▶ DOCUMENT EXTRACT:
Leaving My Family for a Week

costa rica mamaAlmost every year, my dear friend invites me to join her at a Costa Rican surf and yoga resort.  Each time I answer, “Now is not a good time, but someday I will!”  Except this last time I told her give me a few days to think about it.  I thought about it, and booked my trip.  It was incredibly exhilerating.

Is it crazy to leave my almost 5 year old and nursing 11 month old with my husband for a week-long surf getaway?  Is it brave? Is it selfish?

Since booking my trip months ago, I’ve had wild swings of emotions.  Excitement, regret, pride, guilt…

Excitement because duh! It’s surfing! It’s Costa Rica! Surfing is one of my favorite hobbies. I rode my first tiny wave in college and have been hooked ever since.  It fills me with peace and well-being as I get to be quiet and connect with the sun, ionized air, and ocean. It’s the perfect HSP hobby (if you can handle the intensity of wipeouts and rare but possible shark sightings). But I rarely get a chance to surf.  For the past 5 years, I’ve been pregnant, nursing, pregnant, miscarrying, pregnant, nursing. My body has not belonged solely to me, which means I don’t have the freedom to spend hours frolicking on my board.  And let’s be honest, any beach trip with kids is not quite relaxing.  You can’t take your eyes off them for a minute.  A whole week to surf all day every day without kids is literally a dream come true.

▶ SHORT TASK 1: According to the surf-trip post, when did the writer ride a first tiny wave?
▶ SHORT TASK 2: Retype from the surf-trip post the part that opens with the words containing "Leaving My Family" and closes with "was incredibly exhilerating.".
▶ SHORT TASK 3: Write what comes next in the surf-trip post.
The rows play no part in the work on the surf-trip post.

▶ DATASET:
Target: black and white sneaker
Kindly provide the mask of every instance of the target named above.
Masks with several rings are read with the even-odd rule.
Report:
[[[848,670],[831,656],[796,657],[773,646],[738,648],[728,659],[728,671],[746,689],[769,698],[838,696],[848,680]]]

▶ TASK ANSWER 1: In college.

▶ TASK ANSWER 2:
Leaving My Family for a Week

costa rica mamaAlmost every year, my dear friend invites me to join her at a Costa Rican surf and yoga resort.  Each time I answer, “Now is not a good time, but someday I will!”  Except this last time I told her give me a few days to think about it.  I thought about it, and booked my trip.  It was incredibly exhilerating.

▶ TASK ANSWER 3:
Regret because saying goodbye to my kids for a week will be torturous.  It hurts my heart just thinking about it.  I’ve left Sisi with Joe before and it went great, but will Matteo be ok?  Will he be mad or feel abandoned?  Am I jeopardizing our nursing relationship?

Pride because as an HSP, I totally surprised myself by saying yes.  I normally play it safe. But as I did a quick risk analysis of the situation, I realized that the benefits of a trip like this (to my confidence, physical fitness, well-being, and friendship with my travel-mate) will probably outweigh the risks. The timing will never be perfect time for a trip like this.  YOLO!

I’m also proud that I have a husband who is totally game to take a week off work and watch the kids.  I have no doubt he will do great.  Our kids are on a pretty predictable routine/rhythm, which makes it easy for someone else to take over. They are as comfortable with Joe as they are with me, which is not the case in all families.

Dread because as November gets closer and closer, I realize how much I need to do before I can relax in paradise.  I need to pump enough milk, make and freeze meals ahead of time (I’m not expecting Joe to cook much during that week), type up the daily schedule and make sure the household is set up to run without me.  One thing about Costa Rica- packing is easy.  Bikinis and sun dresses.  Oh, and a breast pump.

I’m also nervous about leaving the country.  I’m meeting my friend at the surf resort, but I have to fly there on my own and take a 4 hour taxi ride through the jungle.  I’m in my 30s, so this shouldn’t be a big deal, right? I often wonder why traveling alone makes me so nervous.  I love to travel internationally, but I’m very reliant on Joe to plan and navigate and solve all the little mini crises that arise.  Joe is like my lovey, and I’ll be so very far away from him.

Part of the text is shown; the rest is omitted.